#### What is expected
Restate the last part of the records below word for word, beginning at the line with "in: indicate the grass pitch, one point each." and ending at the final line.

#### Dataset records

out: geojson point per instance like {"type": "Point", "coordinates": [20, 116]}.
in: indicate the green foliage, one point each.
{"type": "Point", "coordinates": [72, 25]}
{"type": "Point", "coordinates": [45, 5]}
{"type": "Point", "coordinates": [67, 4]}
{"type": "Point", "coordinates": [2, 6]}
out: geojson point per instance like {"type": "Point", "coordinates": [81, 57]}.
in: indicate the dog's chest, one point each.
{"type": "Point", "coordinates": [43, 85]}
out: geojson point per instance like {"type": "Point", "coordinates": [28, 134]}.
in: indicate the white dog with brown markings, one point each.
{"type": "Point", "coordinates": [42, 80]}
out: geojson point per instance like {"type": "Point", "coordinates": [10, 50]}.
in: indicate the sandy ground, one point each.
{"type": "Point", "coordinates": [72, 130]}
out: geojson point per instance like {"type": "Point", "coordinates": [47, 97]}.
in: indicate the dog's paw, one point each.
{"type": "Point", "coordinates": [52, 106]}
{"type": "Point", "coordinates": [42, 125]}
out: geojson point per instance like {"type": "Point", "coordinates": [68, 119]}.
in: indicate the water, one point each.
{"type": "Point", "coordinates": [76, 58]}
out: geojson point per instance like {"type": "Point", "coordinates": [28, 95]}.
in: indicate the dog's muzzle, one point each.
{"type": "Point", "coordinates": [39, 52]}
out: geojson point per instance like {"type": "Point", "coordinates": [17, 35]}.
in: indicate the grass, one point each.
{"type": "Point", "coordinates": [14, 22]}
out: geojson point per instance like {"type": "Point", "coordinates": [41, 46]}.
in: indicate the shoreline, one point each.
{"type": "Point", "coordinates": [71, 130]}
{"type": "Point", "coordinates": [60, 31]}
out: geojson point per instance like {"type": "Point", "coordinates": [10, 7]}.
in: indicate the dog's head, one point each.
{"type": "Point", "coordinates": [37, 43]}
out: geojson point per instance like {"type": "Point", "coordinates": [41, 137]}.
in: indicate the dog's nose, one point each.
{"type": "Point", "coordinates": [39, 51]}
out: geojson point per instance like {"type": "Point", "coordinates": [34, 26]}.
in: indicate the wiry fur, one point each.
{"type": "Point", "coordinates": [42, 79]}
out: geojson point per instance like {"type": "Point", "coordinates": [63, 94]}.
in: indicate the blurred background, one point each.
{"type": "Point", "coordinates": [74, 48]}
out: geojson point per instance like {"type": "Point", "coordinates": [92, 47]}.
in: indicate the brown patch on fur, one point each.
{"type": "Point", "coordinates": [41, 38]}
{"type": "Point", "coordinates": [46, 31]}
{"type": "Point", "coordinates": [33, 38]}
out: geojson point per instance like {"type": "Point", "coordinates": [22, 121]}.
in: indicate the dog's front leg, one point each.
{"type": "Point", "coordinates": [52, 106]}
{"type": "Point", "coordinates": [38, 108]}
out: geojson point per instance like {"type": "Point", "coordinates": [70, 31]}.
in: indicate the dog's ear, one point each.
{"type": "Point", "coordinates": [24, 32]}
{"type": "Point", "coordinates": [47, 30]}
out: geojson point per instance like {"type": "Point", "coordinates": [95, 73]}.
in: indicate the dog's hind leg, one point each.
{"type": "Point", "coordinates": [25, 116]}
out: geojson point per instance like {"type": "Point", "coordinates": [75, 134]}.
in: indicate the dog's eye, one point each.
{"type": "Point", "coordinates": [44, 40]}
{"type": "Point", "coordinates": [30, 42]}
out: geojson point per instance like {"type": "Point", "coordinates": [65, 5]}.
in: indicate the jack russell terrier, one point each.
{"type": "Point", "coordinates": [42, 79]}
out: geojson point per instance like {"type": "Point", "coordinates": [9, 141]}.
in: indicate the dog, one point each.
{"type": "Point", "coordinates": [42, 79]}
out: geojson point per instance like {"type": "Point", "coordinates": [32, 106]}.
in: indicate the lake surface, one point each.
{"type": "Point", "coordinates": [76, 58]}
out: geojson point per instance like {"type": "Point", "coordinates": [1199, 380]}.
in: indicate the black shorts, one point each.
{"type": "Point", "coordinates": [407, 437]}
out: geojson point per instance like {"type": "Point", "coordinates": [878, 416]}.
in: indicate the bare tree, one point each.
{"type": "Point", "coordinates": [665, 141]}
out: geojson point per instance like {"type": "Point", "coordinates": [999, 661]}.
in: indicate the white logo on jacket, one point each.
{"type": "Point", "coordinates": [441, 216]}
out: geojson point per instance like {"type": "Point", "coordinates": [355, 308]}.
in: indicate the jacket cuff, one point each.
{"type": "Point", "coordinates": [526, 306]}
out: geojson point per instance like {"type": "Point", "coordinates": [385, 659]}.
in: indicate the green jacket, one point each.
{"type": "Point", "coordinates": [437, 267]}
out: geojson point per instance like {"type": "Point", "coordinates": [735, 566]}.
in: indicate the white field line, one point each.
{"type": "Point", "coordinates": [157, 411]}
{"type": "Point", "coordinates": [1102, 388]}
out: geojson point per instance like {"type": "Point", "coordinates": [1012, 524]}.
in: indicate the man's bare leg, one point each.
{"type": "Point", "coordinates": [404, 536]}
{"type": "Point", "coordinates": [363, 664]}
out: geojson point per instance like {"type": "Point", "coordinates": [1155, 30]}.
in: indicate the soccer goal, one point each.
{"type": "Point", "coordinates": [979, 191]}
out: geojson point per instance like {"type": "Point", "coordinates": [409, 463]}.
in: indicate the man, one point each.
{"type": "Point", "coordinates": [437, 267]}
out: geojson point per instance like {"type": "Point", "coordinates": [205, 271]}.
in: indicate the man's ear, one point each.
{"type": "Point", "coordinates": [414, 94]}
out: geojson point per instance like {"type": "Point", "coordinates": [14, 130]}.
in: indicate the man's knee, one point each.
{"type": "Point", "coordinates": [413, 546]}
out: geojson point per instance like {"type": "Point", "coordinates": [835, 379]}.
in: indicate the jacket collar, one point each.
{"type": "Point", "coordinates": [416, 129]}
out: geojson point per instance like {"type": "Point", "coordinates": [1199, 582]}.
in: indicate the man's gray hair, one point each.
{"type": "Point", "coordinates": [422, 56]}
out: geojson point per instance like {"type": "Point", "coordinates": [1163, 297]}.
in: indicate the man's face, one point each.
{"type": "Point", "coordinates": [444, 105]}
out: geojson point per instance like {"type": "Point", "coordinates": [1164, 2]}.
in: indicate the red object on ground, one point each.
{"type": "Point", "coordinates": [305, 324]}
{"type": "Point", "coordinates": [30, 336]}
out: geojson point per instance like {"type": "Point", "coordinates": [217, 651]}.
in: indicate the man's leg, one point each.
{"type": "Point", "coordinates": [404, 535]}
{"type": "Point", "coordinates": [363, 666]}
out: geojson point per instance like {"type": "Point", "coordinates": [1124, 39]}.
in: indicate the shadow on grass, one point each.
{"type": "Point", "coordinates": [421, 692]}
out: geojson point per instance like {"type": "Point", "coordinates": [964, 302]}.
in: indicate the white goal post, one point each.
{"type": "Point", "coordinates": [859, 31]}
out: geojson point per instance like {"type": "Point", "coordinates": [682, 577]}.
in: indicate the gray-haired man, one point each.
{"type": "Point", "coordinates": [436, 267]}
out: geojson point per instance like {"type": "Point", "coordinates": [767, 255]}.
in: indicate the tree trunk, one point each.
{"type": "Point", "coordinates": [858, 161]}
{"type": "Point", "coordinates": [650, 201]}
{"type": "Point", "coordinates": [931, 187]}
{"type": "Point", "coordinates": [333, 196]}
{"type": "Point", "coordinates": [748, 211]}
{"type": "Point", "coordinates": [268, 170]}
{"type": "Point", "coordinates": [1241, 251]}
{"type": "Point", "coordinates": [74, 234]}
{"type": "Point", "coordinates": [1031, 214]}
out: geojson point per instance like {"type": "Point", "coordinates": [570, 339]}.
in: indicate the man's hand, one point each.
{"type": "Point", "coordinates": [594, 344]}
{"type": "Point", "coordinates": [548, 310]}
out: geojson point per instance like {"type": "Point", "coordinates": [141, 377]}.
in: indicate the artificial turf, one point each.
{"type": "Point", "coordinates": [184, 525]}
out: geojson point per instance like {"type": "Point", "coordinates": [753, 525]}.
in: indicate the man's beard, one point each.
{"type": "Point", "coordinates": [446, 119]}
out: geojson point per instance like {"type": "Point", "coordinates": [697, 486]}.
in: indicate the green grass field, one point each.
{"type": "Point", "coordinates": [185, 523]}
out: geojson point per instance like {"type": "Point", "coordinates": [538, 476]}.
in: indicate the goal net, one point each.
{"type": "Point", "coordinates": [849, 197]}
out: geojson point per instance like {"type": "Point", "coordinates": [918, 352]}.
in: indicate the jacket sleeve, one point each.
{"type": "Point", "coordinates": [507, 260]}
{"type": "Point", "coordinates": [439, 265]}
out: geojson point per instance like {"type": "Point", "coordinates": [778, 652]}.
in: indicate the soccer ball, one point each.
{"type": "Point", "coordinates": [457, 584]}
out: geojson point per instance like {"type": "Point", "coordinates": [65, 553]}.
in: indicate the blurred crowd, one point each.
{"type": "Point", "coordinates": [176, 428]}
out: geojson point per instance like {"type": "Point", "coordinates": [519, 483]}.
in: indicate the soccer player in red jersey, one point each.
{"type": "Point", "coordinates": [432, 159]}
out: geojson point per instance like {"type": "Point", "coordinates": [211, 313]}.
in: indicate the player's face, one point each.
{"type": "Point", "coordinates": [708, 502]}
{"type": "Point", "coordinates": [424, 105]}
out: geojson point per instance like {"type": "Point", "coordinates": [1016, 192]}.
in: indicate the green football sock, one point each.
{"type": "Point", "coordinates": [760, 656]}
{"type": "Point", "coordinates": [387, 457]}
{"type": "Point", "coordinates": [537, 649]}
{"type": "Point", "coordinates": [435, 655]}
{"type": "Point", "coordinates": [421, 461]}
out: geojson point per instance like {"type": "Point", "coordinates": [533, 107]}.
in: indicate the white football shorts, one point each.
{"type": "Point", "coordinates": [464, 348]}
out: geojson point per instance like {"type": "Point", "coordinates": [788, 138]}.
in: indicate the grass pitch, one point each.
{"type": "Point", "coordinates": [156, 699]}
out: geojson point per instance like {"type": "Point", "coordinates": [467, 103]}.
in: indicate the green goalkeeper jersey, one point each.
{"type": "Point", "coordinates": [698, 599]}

#### Response to this exercise
in: indicate the grass pitch, one point each.
{"type": "Point", "coordinates": [156, 699]}
out: geojson point per instance like {"type": "Point", "coordinates": [467, 103]}.
in: indicate the green goalkeeper jersey, one point each.
{"type": "Point", "coordinates": [698, 599]}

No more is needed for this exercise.